=== STORED DATA ===

--------

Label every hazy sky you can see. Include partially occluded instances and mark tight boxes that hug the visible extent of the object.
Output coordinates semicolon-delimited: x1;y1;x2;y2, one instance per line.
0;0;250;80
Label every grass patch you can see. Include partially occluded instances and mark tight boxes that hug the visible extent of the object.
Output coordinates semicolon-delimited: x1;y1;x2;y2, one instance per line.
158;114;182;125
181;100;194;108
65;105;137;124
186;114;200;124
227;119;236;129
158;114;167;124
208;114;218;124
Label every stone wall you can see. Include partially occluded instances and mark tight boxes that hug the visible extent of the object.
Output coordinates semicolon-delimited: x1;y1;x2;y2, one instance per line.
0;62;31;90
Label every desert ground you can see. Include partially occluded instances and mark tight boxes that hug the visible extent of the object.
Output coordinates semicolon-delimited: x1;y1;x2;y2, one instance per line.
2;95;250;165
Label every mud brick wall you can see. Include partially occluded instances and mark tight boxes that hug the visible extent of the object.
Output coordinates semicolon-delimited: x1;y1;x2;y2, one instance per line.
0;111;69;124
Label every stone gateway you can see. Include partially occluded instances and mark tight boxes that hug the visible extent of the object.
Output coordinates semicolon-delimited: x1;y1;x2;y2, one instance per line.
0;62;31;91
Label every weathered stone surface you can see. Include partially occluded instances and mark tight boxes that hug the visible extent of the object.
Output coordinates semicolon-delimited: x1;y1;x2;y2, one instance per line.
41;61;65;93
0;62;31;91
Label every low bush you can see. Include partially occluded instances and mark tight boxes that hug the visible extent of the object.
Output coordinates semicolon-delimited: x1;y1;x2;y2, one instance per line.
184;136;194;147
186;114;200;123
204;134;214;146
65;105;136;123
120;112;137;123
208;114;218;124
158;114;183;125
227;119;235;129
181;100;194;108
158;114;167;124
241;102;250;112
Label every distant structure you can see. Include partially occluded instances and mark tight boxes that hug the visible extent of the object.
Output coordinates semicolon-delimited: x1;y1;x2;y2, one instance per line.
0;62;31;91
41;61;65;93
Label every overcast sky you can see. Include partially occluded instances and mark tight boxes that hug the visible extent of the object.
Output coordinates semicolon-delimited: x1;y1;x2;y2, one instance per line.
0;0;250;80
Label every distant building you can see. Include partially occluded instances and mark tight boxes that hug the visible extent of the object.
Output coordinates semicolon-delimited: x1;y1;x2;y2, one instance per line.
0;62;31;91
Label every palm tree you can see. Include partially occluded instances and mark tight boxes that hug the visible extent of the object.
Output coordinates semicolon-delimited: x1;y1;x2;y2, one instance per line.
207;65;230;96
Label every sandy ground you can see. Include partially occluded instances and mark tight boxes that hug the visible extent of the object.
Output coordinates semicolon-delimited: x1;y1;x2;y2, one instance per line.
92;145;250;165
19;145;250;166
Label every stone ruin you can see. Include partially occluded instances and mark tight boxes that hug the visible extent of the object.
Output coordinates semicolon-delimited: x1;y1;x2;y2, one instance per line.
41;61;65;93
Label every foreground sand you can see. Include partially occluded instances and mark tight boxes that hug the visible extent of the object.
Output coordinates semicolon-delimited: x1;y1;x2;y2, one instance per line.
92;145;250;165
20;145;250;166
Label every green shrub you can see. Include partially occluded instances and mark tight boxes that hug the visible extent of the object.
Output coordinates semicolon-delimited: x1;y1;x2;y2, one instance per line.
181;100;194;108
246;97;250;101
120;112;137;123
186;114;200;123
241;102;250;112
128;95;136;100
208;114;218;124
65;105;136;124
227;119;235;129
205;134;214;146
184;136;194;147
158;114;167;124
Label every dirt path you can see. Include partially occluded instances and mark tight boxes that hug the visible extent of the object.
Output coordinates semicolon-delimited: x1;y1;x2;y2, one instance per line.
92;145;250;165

--------

=== WORK REQUIRED ===
Repeat all of the items above word for word, line by line.

=== THE ANSWER ===
Label every hazy sky you can see. Include partially occluded instances and mark tight boxes that hug the visible extent of the object.
Output coordinates semicolon-delimited: x1;y1;x2;y2, one instance per line.
0;0;250;80
Label every grass patch you can see. Include partially occluded instances and mark tight boxes that hug the visible extent of the object.
Output coordinates semicolon-delimited: x1;y1;x2;y2, one instance per line.
158;114;182;125
181;100;194;108
65;105;137;124
186;114;200;124
227;119;236;129
158;114;167;124
208;114;218;124
Label every stone wall you can see. Include partially occluded instances and mark tight boxes that hug the visible extent of the object.
Output coordinates semicolon-delimited: x1;y1;x2;y2, one instance per line.
0;62;31;90
Label every desert ground you can see. Include partially occluded instances and mark tight boxes that hug the visible extent of the object.
Output coordinates semicolon-delimited: x1;y1;x2;y2, one instance per line.
2;95;250;165
Label every mud brick wall you can see. Include partially occluded instances and mark tight boxes that hug the visible extent of the object.
Output coordinates semicolon-delimited: x1;y1;x2;y2, one instance per line.
0;111;69;124
Label every stone gateway you can see. Include partially occluded instances and mark tight boxes that hug the visible extent of the object.
Output coordinates semicolon-delimited: x1;y1;x2;y2, one instance per line.
0;62;31;91
Label every weathered stone surface you can see. Include partially occluded instances and mark tight boxes that hug the visible extent of the object.
Output coordinates semicolon-delimited: x1;y1;x2;y2, one instance per line.
41;61;65;93
0;62;31;91
Label every low bush you can see. Include partially occluded instances and mark tight boxes that hug the visible extent of the object.
Output coordinates semicolon-delimited: x1;y1;x2;y2, one instance per line.
184;136;194;147
186;114;200;123
204;134;214;146
65;105;136;123
120;112;137;123
208;114;218;124
158;114;183;125
227;119;235;129
181;100;194;108
158;114;167;124
241;102;250;112
Label every distant structure you can see. Include partially occluded instances and mark tight boxes that hug the visible extent of the object.
Output coordinates semicolon-delimited: x1;y1;x2;y2, one instance per line.
0;62;31;91
41;61;65;93
Label every overcast sky you can see. Include partially occluded instances and mark tight boxes that hug the visible extent of the object.
Output coordinates semicolon-delimited: x1;y1;x2;y2, one instance per line.
0;0;250;80
Label every distant building you can see. Include partially occluded instances and mark tight boxes that hug the visible extent of the object.
Output coordinates semicolon-delimited: x1;y1;x2;y2, one instance per line.
0;62;31;91
Label every palm tree you can see. Include partially occluded instances and mark tight boxes that hug the visible extent of the object.
Output coordinates semicolon-delimited: x1;y1;x2;y2, one instance per line.
207;65;230;96
Label every sandy ground you can see. Include partially occluded instances and mark tight boxes that hug the visible extent of the object.
Output coordinates semicolon-delimited: x1;y1;x2;y2, one instance per line.
92;145;250;165
19;145;250;166
Label every stone ruin you can see. Include partially occluded instances and mark tight boxes that hug the visible extent of the object.
Output coordinates semicolon-delimited: x1;y1;x2;y2, one instance per line.
41;61;65;93
Label every foreground sand you can see. Include partially occluded instances and mark tight boxes that hug the visible extent of the object.
Output coordinates semicolon-delimited: x1;y1;x2;y2, one instance per line.
92;145;250;165
20;145;250;166
Label every green shrub you can see. Include partially occluded instances and mark tight boxes that hug the visible extent of the object.
Output coordinates semicolon-delimited: x1;y1;x2;y2, one instance per line.
181;100;194;108
246;97;250;101
120;112;137;123
186;114;200;123
241;102;250;112
128;95;136;100
208;114;218;124
65;105;136;124
227;119;235;129
205;134;214;146
184;136;194;147
158;114;167;124
Label every dirt path you can see. Include partially occluded instances and mark tight boxes that hug the visible extent of the object.
Output coordinates semicolon-delimited: x1;y1;x2;y2, one instance per line.
92;145;250;165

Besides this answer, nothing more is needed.